Merci k-root ! J'ai fait une copie  :Smile: 

----------

## Syl20

 *Magic Banana wrote:*   

> Je suis contre ce défaitisme. Des associations comme la Quadrature du Net luttent pour nos libertés (notamment notre droit à la vie privée) en tant qu'utilisateur d'Internet. Nous devons les aider. Des lois peuvent être à terme votées pour interdire la surveillance de masse ou pour limiter la rétention de données par les FAI, on peut convaincre les utilisateurs du danger de confier ses données à une poignée d'acteurs dont le modèle économique est basé sur le profiling, etc.

 

Les lois votées dernièrement vont exactement dans le sens inverse. La pédophilie et le terrorisme sont des arguments tellement pratiques.

Quant au profiling, la plupart des utilisateurs déversent volontiers toute leur vie (et celle des autres en passant) sur le web, sans que quiconque ait besoin de les y inciter. Les objets connectés étendent le suivi systématique des habitudes des utilisateurs, et avec leur bénédiction de surcroît, en-dehors des ordinateurs. Et la prochaine étape arrive : la rénumération des "volontaires" au suivi permanent par les assureurs, sous la forme de baisses de primes. Les rares réticences qui existent encore vont bien vite tomber.

ENTRÉES RÉPERTORIÉES:
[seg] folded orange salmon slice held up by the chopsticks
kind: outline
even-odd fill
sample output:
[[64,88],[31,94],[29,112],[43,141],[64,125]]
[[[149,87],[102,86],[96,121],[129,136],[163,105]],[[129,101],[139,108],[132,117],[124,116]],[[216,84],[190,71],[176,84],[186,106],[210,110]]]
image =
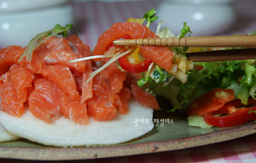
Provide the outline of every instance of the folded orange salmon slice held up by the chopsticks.
[[[106,48],[116,39],[145,39],[157,38],[154,32],[150,31],[145,25],[134,22],[114,23],[107,31],[105,31],[98,39],[92,55],[103,55]],[[166,71],[171,69],[173,53],[166,47],[141,46],[140,53],[164,68]],[[164,60],[163,60],[164,58]],[[101,59],[95,59],[100,61]]]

TRAVAIL DEMANDÉ:
1. Relevez tous les pseudonymes d'utilisateurs qui figurent dans le fil sur la surveillance et la vie privée.
2. Poursuivez le fil sur la surveillance et la vie privée en rédigeant la suite du message après sa dernière phrase.
Le matériel ne joue aucun rôle dans cet exercice.

RÉPONSES AUX CONSIGNES:
1. k-root, Syl20, Magic Banana

2.
Comment aller à l'encontre de tout ça ? Dès que je commence à en parler autour de moi, même en effleurant le sujet, je passe pour un paranoïaque obsessionnel. Le plus drôle, c'est que si tout le monde le fait, c'est justement parce que tout le monde le fait.  :Rolling Eyes: 

Ce qui me gêne le plus, c'est la collecte de données "en sous-marin", sans mon consentement. Je passe un certain temps à m'en protéger, et même si le résultat est, de mon point de vue, satisfaisant (je n'ai jamais subi de publicités ciblées, par exemple), je sais que je ne vois que la partie émergée de l'iceberg.

Mais j'ai remarqué que ce que je ne divulgue pas, mes "amis" le font pour moi, de toute façon. Grâce, entre autres, à ma sœur, j'ai une existence sur Facebook, alors que je n'y ai jamais mis les pieds.

----------

## El_Goretto

 *Syl20 wrote:*   

> Comment aller à l'encontre de tout ça ? Dès que je commence à en parler autour de moi, même en effleurant le sujet, je passe pour un paranoïaque obsessionnel. Le plus drôle, c'est que si tout le monde le fait, c'est justement parce que tout le monde le fait. 
> 
> 

 

+1

Avec le rageant principe"je n'ai rien à cacher": réfléchir est fatiguant, donc la pente douce où se laisser couler est la plus tentante.

Le célèbre dicton (Hara Kiri?) est tellement juste:  "Mangez de la merde : 90 milliards de mouches ne peuvent pas se tromper".

----------

## brokenHeart

 *El_Goretto wrote:*   

>  *Syl20 wrote:*   Comment aller à l'encontre de tout ça ? Dès que je commence à en parler autour de moi, même en effleurant le sujet, je passe pour un paranoïaque obsessionnel. Le plus drôle, c'est que si tout le monde le fait, c'est justement parce que tout le monde le fait. 
> 
>  
> 
> +1
> ...

 

Bien belle citation qu'en tant qu'ancien lecteur d'HaraKiri j'aurais du connaitre (ou me remémorer plus souvent) mais il semblerait qu'on y viendra ...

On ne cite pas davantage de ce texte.